### TASK DESCRIPTION:
In the entries that follow, find the line containing "the stone arch?", then output exactly every line from the first through that one.
--- RECORDS PROVIDED Enclosed Below ---
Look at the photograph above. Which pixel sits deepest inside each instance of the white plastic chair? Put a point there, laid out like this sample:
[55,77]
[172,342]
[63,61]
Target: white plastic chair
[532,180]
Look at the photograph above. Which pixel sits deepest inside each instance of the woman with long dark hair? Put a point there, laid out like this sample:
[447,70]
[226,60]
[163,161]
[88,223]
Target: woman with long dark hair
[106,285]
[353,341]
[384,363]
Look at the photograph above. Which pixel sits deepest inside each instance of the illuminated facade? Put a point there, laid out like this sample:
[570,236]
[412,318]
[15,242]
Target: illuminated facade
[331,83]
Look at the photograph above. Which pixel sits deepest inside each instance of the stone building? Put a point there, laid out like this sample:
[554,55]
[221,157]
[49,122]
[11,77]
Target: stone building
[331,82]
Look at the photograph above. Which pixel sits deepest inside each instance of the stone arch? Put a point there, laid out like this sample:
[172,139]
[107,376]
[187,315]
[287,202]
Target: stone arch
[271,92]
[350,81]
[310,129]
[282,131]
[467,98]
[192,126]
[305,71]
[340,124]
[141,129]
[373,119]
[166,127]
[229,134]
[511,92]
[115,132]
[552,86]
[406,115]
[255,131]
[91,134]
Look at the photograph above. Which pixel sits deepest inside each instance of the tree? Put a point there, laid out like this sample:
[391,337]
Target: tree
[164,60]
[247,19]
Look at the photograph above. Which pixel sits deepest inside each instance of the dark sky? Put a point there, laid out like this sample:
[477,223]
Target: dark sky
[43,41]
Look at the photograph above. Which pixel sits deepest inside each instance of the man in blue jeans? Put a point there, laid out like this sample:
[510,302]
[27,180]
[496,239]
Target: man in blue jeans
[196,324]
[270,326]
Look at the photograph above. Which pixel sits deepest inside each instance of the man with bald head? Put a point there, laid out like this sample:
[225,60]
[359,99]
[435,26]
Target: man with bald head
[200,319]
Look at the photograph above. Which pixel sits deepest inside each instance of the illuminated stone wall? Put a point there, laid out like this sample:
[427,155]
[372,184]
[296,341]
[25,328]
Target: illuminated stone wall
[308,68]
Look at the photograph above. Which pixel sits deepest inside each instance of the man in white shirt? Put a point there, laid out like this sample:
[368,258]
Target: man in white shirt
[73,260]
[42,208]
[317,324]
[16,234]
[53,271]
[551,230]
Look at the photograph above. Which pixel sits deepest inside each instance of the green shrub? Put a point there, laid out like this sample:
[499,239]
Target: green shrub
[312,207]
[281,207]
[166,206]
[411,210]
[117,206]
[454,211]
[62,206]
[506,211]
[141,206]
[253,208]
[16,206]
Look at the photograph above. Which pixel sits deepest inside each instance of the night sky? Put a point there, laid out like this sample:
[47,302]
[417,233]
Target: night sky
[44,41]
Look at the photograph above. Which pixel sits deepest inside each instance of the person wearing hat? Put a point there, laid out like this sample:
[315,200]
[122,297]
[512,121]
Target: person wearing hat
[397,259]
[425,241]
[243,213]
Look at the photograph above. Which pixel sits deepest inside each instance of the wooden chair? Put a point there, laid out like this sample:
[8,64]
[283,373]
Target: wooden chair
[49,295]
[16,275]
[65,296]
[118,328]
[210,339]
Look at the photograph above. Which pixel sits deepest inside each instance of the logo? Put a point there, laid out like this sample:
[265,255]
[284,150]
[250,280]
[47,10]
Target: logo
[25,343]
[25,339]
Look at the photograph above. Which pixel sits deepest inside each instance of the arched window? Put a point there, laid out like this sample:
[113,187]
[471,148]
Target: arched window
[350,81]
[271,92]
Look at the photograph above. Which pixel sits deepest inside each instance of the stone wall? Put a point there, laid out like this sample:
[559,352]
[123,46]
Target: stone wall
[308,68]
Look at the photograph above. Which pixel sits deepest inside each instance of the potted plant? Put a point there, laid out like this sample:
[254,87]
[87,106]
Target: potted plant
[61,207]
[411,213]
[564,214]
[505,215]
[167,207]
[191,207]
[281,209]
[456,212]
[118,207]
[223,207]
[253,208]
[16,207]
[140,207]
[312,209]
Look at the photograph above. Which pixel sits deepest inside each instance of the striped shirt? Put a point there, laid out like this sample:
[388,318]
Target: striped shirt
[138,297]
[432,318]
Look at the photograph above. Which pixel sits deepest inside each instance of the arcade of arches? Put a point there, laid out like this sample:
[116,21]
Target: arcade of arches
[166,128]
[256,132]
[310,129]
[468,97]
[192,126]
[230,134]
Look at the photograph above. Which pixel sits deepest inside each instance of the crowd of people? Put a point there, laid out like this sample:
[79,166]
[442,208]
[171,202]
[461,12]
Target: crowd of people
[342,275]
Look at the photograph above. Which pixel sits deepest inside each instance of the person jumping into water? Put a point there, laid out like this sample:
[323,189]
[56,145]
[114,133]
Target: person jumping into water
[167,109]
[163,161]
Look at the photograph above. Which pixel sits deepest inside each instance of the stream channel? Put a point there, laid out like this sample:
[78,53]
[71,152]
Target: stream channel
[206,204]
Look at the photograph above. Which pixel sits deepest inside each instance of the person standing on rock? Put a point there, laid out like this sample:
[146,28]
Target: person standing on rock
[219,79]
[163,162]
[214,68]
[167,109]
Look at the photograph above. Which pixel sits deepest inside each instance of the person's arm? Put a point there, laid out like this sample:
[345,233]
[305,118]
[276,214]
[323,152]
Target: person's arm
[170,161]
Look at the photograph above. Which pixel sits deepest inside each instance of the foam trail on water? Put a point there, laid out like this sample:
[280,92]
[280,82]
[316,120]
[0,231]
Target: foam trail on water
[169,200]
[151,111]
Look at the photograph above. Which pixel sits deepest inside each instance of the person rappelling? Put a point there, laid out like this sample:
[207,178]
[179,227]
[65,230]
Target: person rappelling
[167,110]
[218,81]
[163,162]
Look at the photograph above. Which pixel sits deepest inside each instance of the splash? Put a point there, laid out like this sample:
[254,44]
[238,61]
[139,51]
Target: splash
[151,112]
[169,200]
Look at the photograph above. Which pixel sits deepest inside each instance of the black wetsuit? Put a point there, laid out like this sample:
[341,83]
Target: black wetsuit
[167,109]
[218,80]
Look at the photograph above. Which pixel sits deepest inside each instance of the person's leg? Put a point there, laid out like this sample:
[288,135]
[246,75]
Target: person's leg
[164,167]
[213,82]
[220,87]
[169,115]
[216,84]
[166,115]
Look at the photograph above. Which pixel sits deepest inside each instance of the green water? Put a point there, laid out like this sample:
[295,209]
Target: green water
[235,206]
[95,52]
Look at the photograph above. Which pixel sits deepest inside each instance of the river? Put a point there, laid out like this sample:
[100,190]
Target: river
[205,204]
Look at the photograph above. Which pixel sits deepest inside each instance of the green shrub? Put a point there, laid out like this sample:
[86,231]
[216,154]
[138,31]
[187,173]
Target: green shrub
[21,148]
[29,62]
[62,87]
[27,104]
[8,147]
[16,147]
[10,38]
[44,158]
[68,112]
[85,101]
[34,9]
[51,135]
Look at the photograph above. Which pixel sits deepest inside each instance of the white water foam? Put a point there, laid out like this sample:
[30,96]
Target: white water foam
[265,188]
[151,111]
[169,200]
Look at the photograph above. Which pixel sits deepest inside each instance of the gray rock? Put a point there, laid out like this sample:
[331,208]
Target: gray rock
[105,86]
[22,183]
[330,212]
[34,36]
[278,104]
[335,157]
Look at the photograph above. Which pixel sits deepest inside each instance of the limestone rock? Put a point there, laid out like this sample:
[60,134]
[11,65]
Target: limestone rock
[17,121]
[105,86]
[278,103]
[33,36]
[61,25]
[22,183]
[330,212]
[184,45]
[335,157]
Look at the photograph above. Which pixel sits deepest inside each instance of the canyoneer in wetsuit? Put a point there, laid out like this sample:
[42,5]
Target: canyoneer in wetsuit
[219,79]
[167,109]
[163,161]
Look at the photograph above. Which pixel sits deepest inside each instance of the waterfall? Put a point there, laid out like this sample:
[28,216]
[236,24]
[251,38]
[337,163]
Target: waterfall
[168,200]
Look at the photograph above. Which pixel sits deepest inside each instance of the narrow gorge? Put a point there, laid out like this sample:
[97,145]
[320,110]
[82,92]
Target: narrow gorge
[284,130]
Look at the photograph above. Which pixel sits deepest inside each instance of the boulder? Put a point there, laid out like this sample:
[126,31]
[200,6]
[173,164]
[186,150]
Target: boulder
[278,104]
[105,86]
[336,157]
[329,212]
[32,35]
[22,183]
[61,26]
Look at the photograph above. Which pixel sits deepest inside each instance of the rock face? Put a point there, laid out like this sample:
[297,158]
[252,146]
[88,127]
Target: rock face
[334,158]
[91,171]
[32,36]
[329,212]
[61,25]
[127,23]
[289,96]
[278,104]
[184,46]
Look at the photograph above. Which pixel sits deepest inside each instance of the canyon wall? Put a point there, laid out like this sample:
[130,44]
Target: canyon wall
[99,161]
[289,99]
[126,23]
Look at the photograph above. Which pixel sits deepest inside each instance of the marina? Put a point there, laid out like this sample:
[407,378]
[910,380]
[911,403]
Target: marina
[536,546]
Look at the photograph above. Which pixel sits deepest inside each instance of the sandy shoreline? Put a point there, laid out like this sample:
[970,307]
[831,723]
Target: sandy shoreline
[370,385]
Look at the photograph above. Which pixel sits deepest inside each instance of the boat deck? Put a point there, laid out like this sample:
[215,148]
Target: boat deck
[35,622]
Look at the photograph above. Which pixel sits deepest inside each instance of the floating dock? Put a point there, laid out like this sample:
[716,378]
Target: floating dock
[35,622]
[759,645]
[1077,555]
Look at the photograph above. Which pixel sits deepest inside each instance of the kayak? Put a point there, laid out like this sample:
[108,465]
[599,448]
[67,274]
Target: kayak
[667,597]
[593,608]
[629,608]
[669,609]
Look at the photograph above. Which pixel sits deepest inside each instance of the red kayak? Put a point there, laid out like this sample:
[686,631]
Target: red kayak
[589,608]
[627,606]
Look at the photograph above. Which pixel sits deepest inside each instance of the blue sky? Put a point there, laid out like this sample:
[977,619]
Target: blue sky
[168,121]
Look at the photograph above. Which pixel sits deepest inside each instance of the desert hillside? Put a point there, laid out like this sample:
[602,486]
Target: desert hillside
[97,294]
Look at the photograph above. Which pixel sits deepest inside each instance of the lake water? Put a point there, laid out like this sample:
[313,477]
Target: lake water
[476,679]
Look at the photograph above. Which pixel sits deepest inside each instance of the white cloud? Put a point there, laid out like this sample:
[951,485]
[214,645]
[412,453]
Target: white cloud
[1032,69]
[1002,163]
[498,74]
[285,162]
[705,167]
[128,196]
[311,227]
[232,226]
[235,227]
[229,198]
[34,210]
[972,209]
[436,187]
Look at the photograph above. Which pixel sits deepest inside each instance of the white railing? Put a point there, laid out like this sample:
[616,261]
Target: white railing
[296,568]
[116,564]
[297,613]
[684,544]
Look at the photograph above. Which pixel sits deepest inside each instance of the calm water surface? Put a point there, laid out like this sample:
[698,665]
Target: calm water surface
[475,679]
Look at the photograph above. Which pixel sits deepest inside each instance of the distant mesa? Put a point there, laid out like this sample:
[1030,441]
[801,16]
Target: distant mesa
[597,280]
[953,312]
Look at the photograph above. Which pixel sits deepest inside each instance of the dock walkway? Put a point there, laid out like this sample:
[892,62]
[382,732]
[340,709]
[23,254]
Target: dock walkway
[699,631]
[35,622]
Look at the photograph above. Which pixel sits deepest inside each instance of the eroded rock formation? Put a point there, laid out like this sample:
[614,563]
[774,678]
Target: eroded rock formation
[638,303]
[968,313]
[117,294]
--- End of Enclosed RECORDS PROVIDED ---
### SOLUTION FOR THIS PROBLEM:
Look at the photograph above. Which pixel sits deepest inside each instance of the white plastic chair? Put a point there, laid out like this sample:
[55,77]
[172,342]
[63,61]
Target: white plastic chair
[532,180]
Look at the photograph above. Which pixel sits deepest inside each instance of the woman with long dark hair? Put a point there, laid out like this sample:
[447,70]
[226,60]
[163,161]
[88,223]
Target: woman with long dark hair
[106,285]
[353,341]
[384,363]
Look at the photograph above. Which pixel sits deepest inside each instance of the illuminated facade? Put a point there, laid out like this sample:
[570,236]
[412,318]
[15,242]
Target: illuminated facade
[331,83]
Look at the photograph above. Which pixel sits deepest inside each instance of the stone building? Put a point there, laid out like this sample:
[554,55]
[221,157]
[49,122]
[11,77]
Target: stone building
[331,82]
Look at the photograph above. Which pixel sits deepest inside each instance of the stone arch? Put a point there, laid out like this sample:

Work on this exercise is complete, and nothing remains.